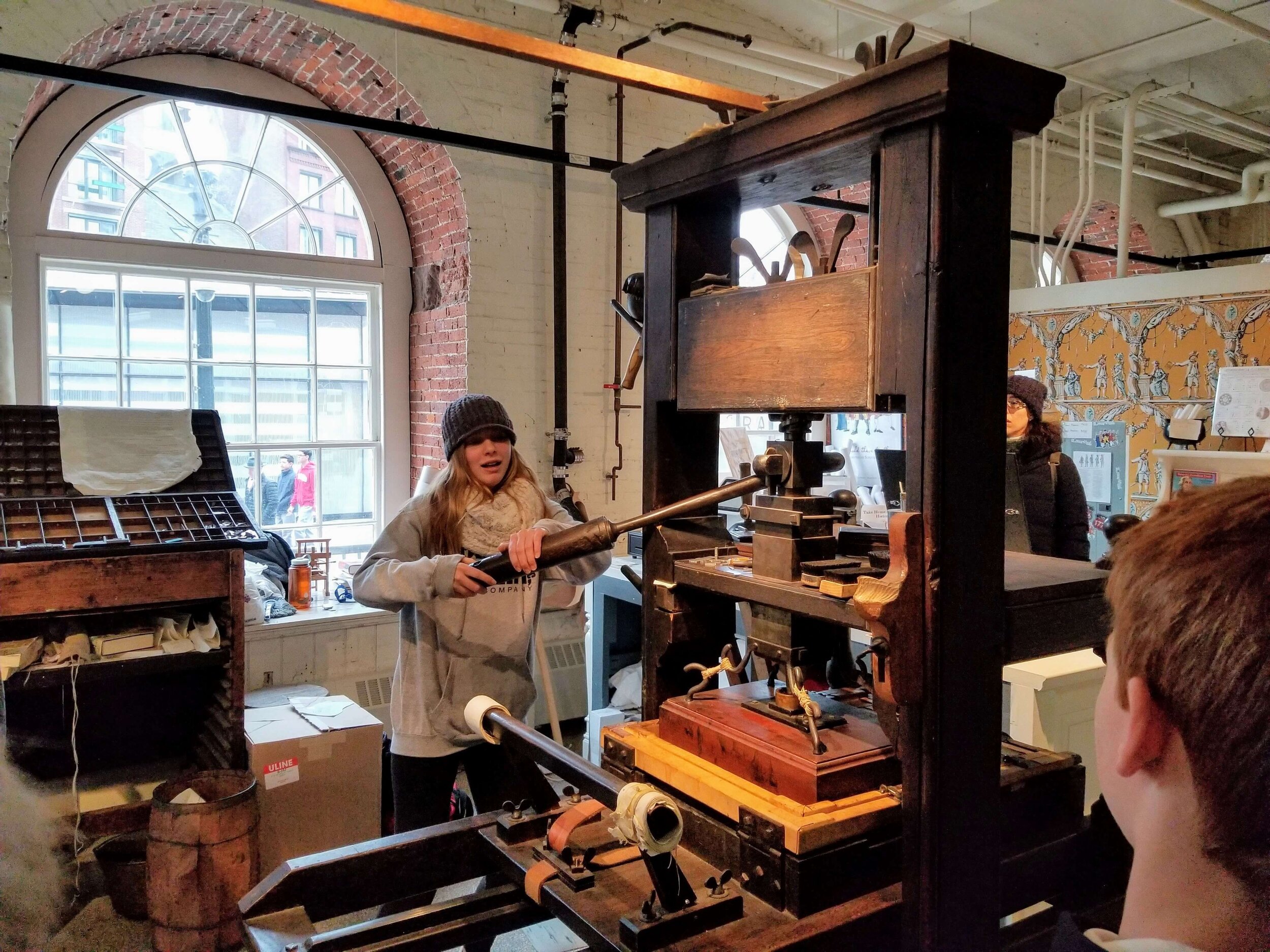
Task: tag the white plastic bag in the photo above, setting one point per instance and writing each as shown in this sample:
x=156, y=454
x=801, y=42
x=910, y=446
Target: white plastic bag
x=628, y=686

++++++++

__TO DO__
Rewrite every line above in full, raising each coordinate in the answers by 109 while keeping the sample coordinates unchanged. Leave the pictures out.

__PROBLEM SOLUTION__
Task: tag the white plastic bag in the photo above, setting one point per instance and writing each as shown in this sample:
x=156, y=454
x=801, y=42
x=910, y=446
Target: white plastic bag
x=737, y=795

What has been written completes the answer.